The line containing "hedge. Write the coordinates, one line per instance." and every line after it, through the last, are to be extracted exactly; no other lines belong in the answer.

Data records -

• • • • • • •

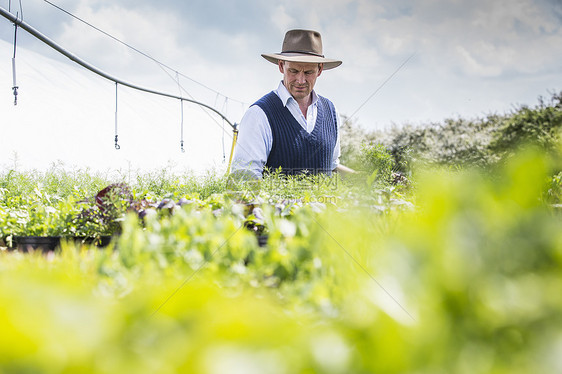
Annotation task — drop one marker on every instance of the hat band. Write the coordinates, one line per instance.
(306, 53)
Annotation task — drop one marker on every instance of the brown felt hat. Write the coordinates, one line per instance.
(302, 46)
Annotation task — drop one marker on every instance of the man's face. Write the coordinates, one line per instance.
(299, 78)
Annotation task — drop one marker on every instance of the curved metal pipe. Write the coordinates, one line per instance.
(95, 70)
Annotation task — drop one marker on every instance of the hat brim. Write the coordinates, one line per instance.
(299, 57)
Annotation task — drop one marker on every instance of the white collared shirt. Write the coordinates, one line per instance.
(255, 138)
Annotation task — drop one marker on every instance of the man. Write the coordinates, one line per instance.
(292, 127)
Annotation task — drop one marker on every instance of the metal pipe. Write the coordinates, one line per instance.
(95, 70)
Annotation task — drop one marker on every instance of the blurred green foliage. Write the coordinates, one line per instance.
(466, 282)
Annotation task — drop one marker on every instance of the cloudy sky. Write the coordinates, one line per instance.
(470, 59)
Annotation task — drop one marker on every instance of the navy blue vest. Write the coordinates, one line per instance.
(293, 148)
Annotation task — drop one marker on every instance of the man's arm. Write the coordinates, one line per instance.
(253, 145)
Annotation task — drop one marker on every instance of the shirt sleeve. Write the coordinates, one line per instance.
(337, 150)
(254, 143)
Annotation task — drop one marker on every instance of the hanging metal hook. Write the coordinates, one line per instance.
(117, 146)
(181, 140)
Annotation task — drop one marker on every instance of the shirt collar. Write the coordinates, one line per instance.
(285, 96)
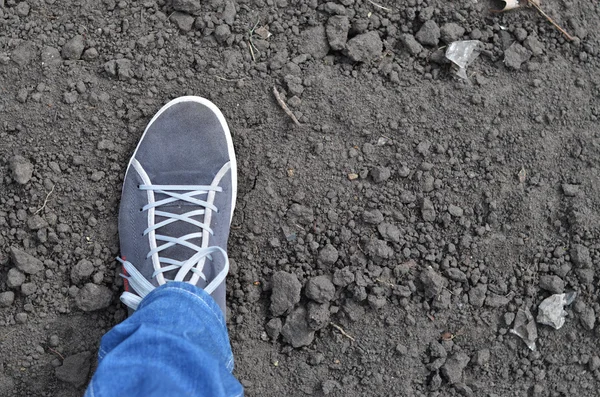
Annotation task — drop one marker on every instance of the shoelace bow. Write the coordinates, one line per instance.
(195, 263)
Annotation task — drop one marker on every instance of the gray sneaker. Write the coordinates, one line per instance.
(177, 202)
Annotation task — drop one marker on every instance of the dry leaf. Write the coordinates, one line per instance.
(512, 4)
(263, 32)
(522, 175)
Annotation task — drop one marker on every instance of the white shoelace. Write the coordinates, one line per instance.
(195, 263)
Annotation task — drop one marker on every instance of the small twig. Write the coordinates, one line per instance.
(284, 106)
(342, 332)
(537, 7)
(250, 45)
(54, 351)
(385, 282)
(45, 201)
(230, 80)
(380, 6)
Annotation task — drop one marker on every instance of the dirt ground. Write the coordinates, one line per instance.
(386, 246)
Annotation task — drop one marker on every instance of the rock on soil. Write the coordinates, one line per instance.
(516, 55)
(453, 368)
(286, 293)
(337, 31)
(73, 48)
(364, 47)
(433, 283)
(75, 369)
(7, 298)
(25, 262)
(188, 6)
(429, 34)
(320, 289)
(296, 331)
(81, 271)
(93, 297)
(21, 168)
(553, 284)
(328, 255)
(15, 278)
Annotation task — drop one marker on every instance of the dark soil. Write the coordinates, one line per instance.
(411, 216)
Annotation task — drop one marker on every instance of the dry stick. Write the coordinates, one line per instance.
(54, 351)
(284, 106)
(251, 51)
(568, 36)
(45, 201)
(380, 6)
(342, 331)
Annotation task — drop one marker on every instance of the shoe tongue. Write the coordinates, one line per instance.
(178, 229)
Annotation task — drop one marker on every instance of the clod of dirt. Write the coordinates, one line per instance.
(328, 255)
(337, 32)
(551, 311)
(580, 255)
(22, 9)
(21, 168)
(343, 277)
(451, 32)
(36, 222)
(482, 357)
(190, 6)
(25, 262)
(534, 45)
(222, 33)
(25, 53)
(477, 295)
(388, 232)
(411, 44)
(427, 210)
(587, 315)
(7, 298)
(229, 12)
(273, 327)
(373, 217)
(364, 47)
(318, 315)
(73, 48)
(28, 289)
(120, 68)
(286, 293)
(81, 271)
(313, 41)
(183, 21)
(380, 174)
(51, 57)
(429, 34)
(93, 297)
(516, 55)
(552, 283)
(296, 331)
(15, 278)
(320, 289)
(525, 328)
(453, 368)
(75, 369)
(432, 282)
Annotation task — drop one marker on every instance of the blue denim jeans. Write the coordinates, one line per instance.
(174, 344)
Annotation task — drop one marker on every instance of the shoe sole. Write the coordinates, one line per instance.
(230, 149)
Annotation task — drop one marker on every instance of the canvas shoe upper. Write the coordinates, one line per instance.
(177, 202)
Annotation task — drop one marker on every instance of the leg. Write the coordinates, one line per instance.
(175, 344)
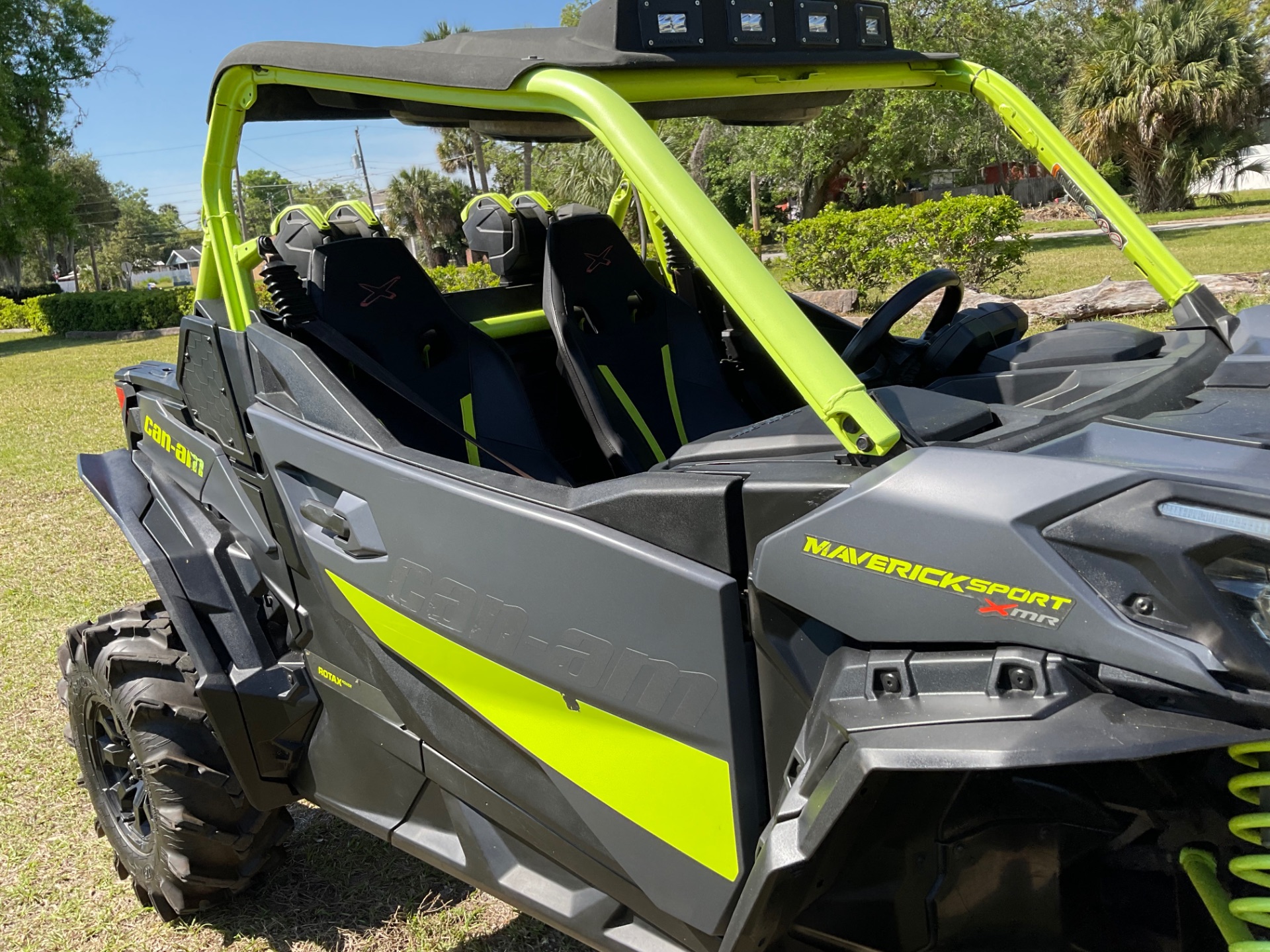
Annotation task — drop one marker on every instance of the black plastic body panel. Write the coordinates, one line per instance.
(205, 612)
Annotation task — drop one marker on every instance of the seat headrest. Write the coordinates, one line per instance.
(371, 270)
(599, 270)
(511, 233)
(296, 231)
(353, 219)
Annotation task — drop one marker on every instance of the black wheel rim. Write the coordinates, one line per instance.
(117, 775)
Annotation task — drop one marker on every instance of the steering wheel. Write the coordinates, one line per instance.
(874, 339)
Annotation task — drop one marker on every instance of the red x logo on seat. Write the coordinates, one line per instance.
(380, 291)
(600, 260)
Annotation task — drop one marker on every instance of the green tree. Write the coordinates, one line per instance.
(572, 12)
(441, 31)
(427, 205)
(143, 237)
(48, 48)
(265, 193)
(455, 153)
(1175, 89)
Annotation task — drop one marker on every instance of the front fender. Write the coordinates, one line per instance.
(840, 749)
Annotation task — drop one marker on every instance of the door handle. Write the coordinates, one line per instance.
(327, 517)
(351, 524)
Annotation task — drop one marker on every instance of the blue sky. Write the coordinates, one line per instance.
(145, 118)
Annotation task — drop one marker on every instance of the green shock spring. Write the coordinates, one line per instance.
(1255, 867)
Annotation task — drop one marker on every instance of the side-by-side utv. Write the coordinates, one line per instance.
(675, 611)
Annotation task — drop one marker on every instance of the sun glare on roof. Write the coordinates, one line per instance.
(672, 23)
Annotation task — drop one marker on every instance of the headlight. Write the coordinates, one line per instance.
(1244, 575)
(1246, 578)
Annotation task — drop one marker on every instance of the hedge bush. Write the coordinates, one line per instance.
(16, 315)
(110, 310)
(879, 248)
(474, 277)
(150, 310)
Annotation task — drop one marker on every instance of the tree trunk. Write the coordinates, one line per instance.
(816, 192)
(479, 150)
(753, 201)
(698, 159)
(429, 252)
(11, 272)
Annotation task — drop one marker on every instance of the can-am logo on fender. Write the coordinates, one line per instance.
(996, 600)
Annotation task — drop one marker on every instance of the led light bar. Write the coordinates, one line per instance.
(1253, 526)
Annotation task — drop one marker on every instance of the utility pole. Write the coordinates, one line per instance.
(241, 205)
(479, 150)
(753, 201)
(366, 175)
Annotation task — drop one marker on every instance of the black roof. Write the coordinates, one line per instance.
(614, 34)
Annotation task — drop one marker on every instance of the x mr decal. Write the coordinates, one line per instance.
(600, 260)
(1017, 603)
(380, 291)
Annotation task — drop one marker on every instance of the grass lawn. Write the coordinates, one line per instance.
(1066, 264)
(64, 560)
(1251, 202)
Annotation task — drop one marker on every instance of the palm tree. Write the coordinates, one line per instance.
(443, 30)
(451, 149)
(427, 204)
(1174, 89)
(454, 153)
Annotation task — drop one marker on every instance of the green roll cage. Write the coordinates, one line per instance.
(601, 100)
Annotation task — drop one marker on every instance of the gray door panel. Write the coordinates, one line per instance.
(643, 644)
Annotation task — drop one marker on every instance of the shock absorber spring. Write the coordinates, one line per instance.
(290, 299)
(1255, 869)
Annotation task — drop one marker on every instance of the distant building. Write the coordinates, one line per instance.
(183, 263)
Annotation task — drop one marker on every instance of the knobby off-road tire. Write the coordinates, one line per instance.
(164, 793)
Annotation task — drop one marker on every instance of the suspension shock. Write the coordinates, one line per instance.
(282, 281)
(1232, 916)
(1255, 869)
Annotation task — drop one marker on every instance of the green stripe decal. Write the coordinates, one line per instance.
(465, 405)
(669, 393)
(636, 416)
(679, 793)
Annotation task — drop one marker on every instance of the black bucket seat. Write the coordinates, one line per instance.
(636, 356)
(375, 295)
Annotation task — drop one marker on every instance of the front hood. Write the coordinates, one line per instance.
(948, 546)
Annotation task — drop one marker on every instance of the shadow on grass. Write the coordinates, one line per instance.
(342, 889)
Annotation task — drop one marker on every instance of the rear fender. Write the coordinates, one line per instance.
(851, 734)
(259, 706)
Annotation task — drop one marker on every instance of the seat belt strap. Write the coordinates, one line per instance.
(633, 412)
(675, 397)
(357, 357)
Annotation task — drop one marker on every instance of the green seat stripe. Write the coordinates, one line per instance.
(676, 793)
(669, 393)
(633, 413)
(470, 429)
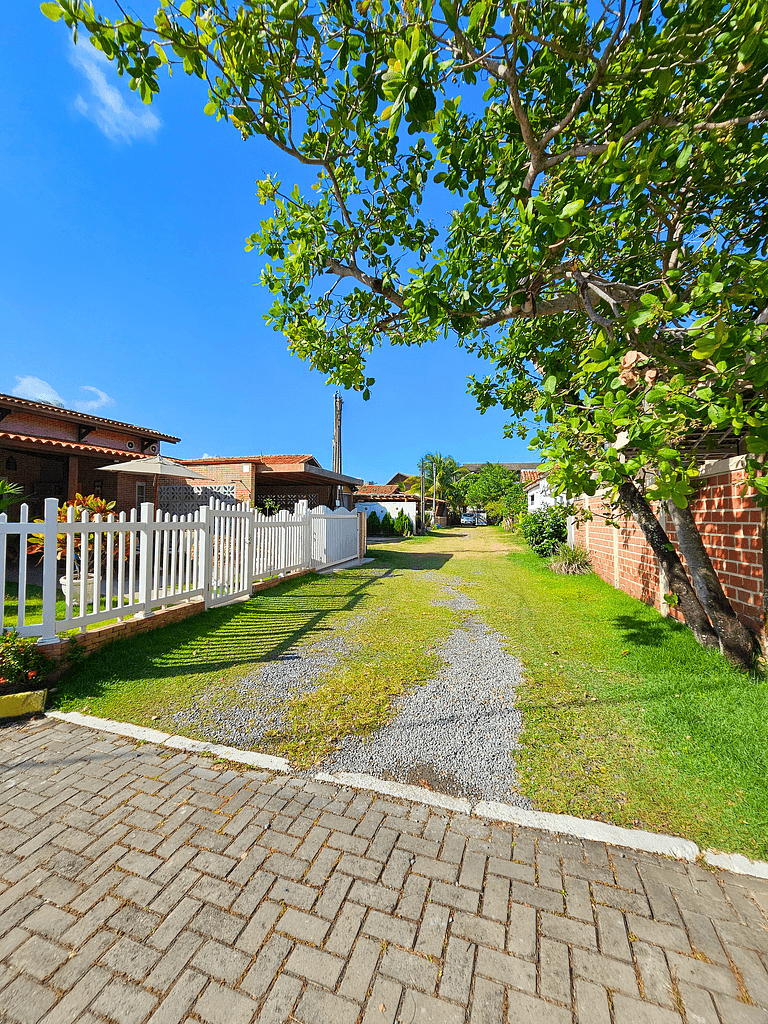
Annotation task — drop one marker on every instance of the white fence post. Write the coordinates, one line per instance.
(144, 559)
(206, 518)
(49, 569)
(301, 508)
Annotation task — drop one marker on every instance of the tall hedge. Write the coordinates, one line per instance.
(546, 529)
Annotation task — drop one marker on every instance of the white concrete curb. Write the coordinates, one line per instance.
(635, 839)
(415, 793)
(737, 863)
(564, 824)
(265, 761)
(107, 725)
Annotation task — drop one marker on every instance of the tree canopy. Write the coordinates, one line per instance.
(576, 192)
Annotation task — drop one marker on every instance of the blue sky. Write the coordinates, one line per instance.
(125, 286)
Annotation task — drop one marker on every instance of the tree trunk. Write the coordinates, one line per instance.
(737, 642)
(680, 585)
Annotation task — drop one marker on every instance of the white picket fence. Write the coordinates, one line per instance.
(136, 563)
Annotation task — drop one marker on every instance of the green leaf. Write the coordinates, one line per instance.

• • • • • • •

Exercise output -
Annotation task — drop one marker on every instance of the tall hedge. Write the coordinates, one line per instance.
(546, 529)
Annotation task — drop one marker on every instance of the white concrete curb. Write the coordinates, one line per instance.
(635, 839)
(415, 793)
(737, 863)
(564, 824)
(265, 761)
(107, 725)
Annotation task — drop one marker on every instance of the tree canopy. Write the coordinates, one line per instance.
(576, 192)
Annotation task — drop one marker on every instance of the blue sky. Write the coordinates, one line per instance.
(125, 286)
Annotation task — drop one marker on every instance of the tree trunk. Write the coordinates, one line per instance.
(737, 642)
(680, 585)
Annotation task — drop one marker on every instance of the white picket fence. Write the coordinates, one line per instance.
(136, 563)
Annotation task — drop one marker on every instance of the green leaf. Write the coordinates, one line per instance.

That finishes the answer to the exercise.